* Task description:
Please copy all the lines that follow, word for word.

— BEGIN Given data —

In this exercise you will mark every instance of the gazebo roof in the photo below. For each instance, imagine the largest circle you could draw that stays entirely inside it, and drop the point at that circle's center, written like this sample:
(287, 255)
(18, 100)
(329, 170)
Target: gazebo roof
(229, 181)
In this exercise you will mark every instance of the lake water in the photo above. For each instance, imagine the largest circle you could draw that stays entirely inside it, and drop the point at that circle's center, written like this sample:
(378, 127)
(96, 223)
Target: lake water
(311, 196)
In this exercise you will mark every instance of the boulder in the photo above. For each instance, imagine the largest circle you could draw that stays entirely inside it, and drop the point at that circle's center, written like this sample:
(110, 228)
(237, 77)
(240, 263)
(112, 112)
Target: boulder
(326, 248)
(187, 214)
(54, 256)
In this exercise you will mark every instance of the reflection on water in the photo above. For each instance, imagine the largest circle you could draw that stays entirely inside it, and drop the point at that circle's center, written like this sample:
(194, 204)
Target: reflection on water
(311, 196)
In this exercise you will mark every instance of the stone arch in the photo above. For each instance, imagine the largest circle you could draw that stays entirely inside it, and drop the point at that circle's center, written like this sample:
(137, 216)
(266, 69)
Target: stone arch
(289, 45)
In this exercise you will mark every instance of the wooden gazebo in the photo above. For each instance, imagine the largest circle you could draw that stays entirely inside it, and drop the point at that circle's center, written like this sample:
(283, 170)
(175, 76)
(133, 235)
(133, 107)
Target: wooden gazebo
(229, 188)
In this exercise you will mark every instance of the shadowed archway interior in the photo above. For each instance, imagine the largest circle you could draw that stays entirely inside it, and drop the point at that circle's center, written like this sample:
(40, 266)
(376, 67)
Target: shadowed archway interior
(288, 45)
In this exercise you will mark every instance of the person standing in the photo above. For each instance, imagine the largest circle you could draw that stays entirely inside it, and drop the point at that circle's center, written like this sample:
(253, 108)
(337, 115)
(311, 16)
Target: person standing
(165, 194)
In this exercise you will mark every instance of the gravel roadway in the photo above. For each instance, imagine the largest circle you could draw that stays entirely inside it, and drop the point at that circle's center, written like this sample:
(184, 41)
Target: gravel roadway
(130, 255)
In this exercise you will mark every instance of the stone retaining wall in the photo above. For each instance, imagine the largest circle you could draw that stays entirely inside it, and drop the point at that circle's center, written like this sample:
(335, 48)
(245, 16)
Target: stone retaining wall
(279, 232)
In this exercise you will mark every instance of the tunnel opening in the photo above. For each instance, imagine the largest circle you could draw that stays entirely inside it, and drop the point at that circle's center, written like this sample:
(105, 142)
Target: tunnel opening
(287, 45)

— END Given data —

* Expected answer:
In this exercise you will mark every instance of the gazebo roof in the photo below. For each instance, imagine the largest circle you could draw that stays entirely inside it, and drop the point at that circle's center, written like this sample:
(287, 255)
(18, 100)
(329, 170)
Target: gazebo roof
(229, 181)
In this exercise you will mark every instance of the lake water in the photo above. For each instance, imagine the largest circle you could draw that stays entirely inside it, and drop the point at that circle's center, written like this sample:
(378, 127)
(96, 223)
Target: lake water
(311, 196)
In this exercise you will mark every instance of the boulder in the photo above. For each instance, imagine the largest circle you could draw that stays entirely inside it, and drop the point at that circle's center, written like this sample:
(110, 228)
(237, 77)
(240, 263)
(112, 112)
Target: boulder
(326, 248)
(187, 214)
(54, 256)
In this exercise you will mark every instance of the reflection on water in the photo above. For each instance, imagine the largest circle you could draw that stays entirely inside it, and drop the point at that circle's center, written like this sample:
(194, 204)
Target: reflection on water
(311, 196)
In this exercise you will mark every instance of the stone arch in the photo above. For each instance, imagine the largest circle you could draw that stays entirely inside it, and drop the point at that circle's center, written like this sample:
(137, 216)
(266, 69)
Target: stone arch
(289, 45)
In this exercise you will mark every instance of the wooden gazebo in the photo above. For each instance, imagine the largest circle you could draw that stays entirely inside it, and drop the point at that circle's center, written like this sample:
(283, 170)
(175, 76)
(133, 235)
(133, 107)
Target: wooden gazebo
(229, 188)
In this exercise you will mark every instance of the shadowed archway interior in the photo above. For each instance, imagine the largest circle you could draw that stays entirely inside it, and drop the point at that circle's center, written like this sample:
(40, 266)
(376, 67)
Target: shadowed archway interior
(288, 45)
In this exercise you will mark every instance of the person standing in the photo above. For each instance, imagine the largest circle you could draw that stays entirely inside it, and drop the point at that circle's center, written like this sample:
(253, 108)
(337, 115)
(311, 16)
Target: person standing
(165, 194)
In this exercise you will mark every instance of the gravel roadway in the photo above. For each instance, imagine the largest circle you could draw that stays entirely inside it, and drop the point at that circle's center, written like this sample:
(184, 41)
Target: gravel roadway
(130, 255)
In this exercise you will mark every instance of the stone retaining wall in the photo above. For each instance, imagine the largest circle you could draw that stays entirely inside it, and drop the point at that circle's center, written like this sample:
(335, 48)
(245, 16)
Target: stone retaining wall
(279, 232)
In this exercise you will mark every instance of the tunnel opening in the photo above. For each instance, imagine the largest circle you could draw that stays entirely inside it, and drop the point at that circle's center, written like this sample:
(105, 142)
Target: tunnel opening
(287, 45)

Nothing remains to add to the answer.